* [Task instructions]:
Those lines of the records that contain "writing" are to be located and copied.

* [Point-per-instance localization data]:
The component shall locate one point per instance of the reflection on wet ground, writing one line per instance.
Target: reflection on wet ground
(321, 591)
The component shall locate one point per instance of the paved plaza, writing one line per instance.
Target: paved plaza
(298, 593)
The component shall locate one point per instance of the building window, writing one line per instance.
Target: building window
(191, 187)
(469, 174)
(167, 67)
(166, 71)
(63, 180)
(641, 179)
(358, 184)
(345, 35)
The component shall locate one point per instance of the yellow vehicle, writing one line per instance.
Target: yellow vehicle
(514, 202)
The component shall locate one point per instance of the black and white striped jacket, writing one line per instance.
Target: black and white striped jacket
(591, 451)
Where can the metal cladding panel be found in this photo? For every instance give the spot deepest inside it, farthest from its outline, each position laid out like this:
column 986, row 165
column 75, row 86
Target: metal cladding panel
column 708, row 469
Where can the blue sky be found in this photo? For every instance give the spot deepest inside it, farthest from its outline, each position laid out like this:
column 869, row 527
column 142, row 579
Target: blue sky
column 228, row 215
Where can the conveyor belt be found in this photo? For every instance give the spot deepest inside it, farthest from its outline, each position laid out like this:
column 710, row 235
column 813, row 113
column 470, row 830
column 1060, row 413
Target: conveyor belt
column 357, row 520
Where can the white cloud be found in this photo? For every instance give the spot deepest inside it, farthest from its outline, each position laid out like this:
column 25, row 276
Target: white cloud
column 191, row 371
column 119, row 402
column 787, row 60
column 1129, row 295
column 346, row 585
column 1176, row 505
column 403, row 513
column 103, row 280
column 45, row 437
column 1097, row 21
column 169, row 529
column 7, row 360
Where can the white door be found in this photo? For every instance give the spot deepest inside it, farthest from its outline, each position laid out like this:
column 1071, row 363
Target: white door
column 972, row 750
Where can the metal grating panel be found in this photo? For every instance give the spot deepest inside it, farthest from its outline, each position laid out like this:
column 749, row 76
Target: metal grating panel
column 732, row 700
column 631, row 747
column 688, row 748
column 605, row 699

* [Solved exercise]:
The component shall locate one point per instance of the reflection on wet ground, writing one line per instance.
The component shall locate one point per instance of the paved plaza, writing one line per instance.
The component shall locate one point per instance of the building window, writing one line per instance.
The component shall locate one point per instance of the yellow vehicle, writing one line per instance.
The component shall locate one point per instance of the black and white striped jacket, writing one line per instance.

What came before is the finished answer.